_WORK TO BE COMPLETED_
From the entries, copy out every line in which the word "blue" is found.

━━━ DATA SUPPLIED

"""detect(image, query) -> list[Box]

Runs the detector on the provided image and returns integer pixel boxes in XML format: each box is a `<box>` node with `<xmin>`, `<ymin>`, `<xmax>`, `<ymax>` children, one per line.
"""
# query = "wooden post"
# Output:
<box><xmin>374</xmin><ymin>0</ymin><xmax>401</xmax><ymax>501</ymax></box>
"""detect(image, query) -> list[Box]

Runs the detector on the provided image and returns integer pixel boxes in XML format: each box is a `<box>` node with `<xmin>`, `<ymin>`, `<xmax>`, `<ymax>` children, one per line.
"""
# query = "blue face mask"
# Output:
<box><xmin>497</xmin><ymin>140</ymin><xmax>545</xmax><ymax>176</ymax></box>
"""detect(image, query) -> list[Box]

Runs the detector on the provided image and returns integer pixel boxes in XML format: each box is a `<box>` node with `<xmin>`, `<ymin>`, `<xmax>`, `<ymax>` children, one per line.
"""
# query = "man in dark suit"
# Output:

━━━━━━
━━━ DATA SUPPLIED

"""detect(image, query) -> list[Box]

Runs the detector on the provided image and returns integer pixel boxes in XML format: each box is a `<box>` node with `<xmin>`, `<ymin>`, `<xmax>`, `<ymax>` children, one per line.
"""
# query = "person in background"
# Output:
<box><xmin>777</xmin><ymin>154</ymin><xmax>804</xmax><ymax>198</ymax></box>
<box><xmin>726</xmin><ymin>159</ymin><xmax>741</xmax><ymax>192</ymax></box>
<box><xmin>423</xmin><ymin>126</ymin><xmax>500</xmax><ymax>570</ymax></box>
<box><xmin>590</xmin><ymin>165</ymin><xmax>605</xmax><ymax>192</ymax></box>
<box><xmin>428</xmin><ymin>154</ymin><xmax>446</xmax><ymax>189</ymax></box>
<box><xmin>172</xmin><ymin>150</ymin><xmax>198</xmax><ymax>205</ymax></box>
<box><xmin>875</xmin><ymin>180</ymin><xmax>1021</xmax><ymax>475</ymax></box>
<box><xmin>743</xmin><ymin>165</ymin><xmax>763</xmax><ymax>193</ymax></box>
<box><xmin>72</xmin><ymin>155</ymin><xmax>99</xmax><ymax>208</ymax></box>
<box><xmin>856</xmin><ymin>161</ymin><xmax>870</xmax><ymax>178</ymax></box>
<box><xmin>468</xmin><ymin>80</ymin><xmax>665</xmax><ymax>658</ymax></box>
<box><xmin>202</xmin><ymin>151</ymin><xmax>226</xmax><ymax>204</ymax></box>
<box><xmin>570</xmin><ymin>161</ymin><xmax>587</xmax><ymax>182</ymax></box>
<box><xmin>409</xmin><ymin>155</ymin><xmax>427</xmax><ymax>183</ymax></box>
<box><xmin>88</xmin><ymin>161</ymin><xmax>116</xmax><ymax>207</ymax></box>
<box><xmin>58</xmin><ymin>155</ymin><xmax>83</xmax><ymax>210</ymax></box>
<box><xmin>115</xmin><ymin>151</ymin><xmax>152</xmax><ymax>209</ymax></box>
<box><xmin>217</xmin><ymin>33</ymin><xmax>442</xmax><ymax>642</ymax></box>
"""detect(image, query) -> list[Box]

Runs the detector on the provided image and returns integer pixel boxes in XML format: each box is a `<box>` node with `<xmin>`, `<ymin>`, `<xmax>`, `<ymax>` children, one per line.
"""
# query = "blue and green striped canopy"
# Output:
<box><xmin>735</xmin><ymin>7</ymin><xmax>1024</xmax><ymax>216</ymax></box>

━━━━━━

_YOUR RESPONSE_
# query = "blue face mask"
# query = "blue and green striped canopy"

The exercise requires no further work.